§ Problem statement: Substitute "windscreen" for "windshield" throughout the data from the line holding "spot the windshield wiper." through the end of the data, inclusive, and rewrite those lines with nothing else changed.

Dataset entries:
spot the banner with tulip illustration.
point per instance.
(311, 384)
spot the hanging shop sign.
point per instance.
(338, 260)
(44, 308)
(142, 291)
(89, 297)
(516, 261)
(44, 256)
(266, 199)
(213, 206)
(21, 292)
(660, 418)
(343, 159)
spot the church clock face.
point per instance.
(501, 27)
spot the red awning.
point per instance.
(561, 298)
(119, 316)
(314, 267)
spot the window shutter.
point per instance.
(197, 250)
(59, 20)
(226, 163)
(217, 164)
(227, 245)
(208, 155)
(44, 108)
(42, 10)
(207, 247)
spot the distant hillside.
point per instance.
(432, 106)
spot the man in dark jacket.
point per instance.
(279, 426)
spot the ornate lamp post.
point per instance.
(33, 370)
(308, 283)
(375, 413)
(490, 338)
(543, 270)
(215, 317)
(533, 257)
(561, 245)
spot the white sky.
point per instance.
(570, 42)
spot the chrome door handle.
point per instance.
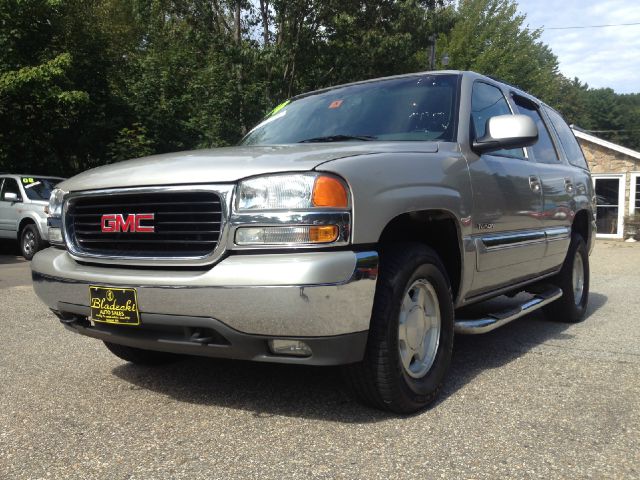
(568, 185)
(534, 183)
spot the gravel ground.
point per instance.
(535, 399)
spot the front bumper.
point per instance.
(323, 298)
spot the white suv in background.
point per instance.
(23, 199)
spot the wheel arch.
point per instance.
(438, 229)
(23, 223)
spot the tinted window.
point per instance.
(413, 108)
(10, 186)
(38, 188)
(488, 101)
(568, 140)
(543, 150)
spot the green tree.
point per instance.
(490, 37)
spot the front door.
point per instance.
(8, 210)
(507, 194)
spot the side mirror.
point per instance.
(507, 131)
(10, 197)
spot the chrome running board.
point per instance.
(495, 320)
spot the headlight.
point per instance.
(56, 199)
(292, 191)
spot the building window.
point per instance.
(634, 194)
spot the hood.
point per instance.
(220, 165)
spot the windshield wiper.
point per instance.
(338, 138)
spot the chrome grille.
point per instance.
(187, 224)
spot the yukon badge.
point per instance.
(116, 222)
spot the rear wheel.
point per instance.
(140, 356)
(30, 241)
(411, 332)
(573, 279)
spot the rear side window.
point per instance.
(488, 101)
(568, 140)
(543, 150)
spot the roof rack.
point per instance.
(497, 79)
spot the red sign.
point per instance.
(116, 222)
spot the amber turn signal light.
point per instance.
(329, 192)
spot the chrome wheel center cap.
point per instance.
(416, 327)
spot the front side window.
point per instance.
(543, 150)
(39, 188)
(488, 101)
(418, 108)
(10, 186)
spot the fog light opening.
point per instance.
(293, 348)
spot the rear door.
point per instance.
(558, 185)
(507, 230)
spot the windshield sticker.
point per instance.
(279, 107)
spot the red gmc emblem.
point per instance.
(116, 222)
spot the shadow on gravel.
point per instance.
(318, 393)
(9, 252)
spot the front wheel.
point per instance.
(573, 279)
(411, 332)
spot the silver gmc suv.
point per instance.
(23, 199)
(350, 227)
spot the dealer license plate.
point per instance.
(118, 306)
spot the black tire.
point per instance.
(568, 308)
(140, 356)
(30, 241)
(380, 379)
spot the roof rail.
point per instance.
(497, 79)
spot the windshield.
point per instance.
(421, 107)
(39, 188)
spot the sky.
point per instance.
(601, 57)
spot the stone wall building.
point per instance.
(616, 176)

§ Result below:
spot the windscreen wiper.
point per instance.
(338, 138)
spot the chrome grille.
point per instance.
(187, 224)
spot the yukon badge.
point per instance.
(116, 222)
spot the rear wheel.
point per instance.
(140, 356)
(30, 241)
(411, 332)
(573, 279)
spot the rear side window.
point per instance.
(488, 101)
(568, 140)
(543, 150)
spot the roof rack.
point per instance.
(497, 79)
spot the red sign.
point per instance.
(116, 222)
spot the amber turn signal light.
point per instance.
(329, 192)
spot the chrome wheel center cap.
point per instance.
(416, 327)
spot the front side window.
point per instance.
(543, 150)
(39, 188)
(488, 101)
(418, 108)
(10, 186)
spot the fog light opening.
point per instance.
(293, 348)
spot the rear door.
point per instance.
(558, 185)
(507, 230)
spot the windscreen sticker.
point per instance.
(279, 107)
spot the red gmc emblem.
point per instance.
(116, 222)
spot the shadow on gravel.
point per instance.
(318, 393)
(9, 252)
spot the front wheel.
point per instance.
(573, 279)
(411, 332)
spot the silver gmc suv.
point per instance.
(23, 199)
(350, 227)
spot the dealer license plate.
point per instance.
(118, 306)
spot the black tire.
point per instance.
(568, 308)
(140, 356)
(30, 241)
(380, 379)
spot the roof rail.
point per instance.
(497, 79)
spot the windscreen.
point per instance.
(421, 107)
(39, 188)
spot the sky.
point per instance.
(601, 57)
spot the stone wall building.
point per instance.
(616, 176)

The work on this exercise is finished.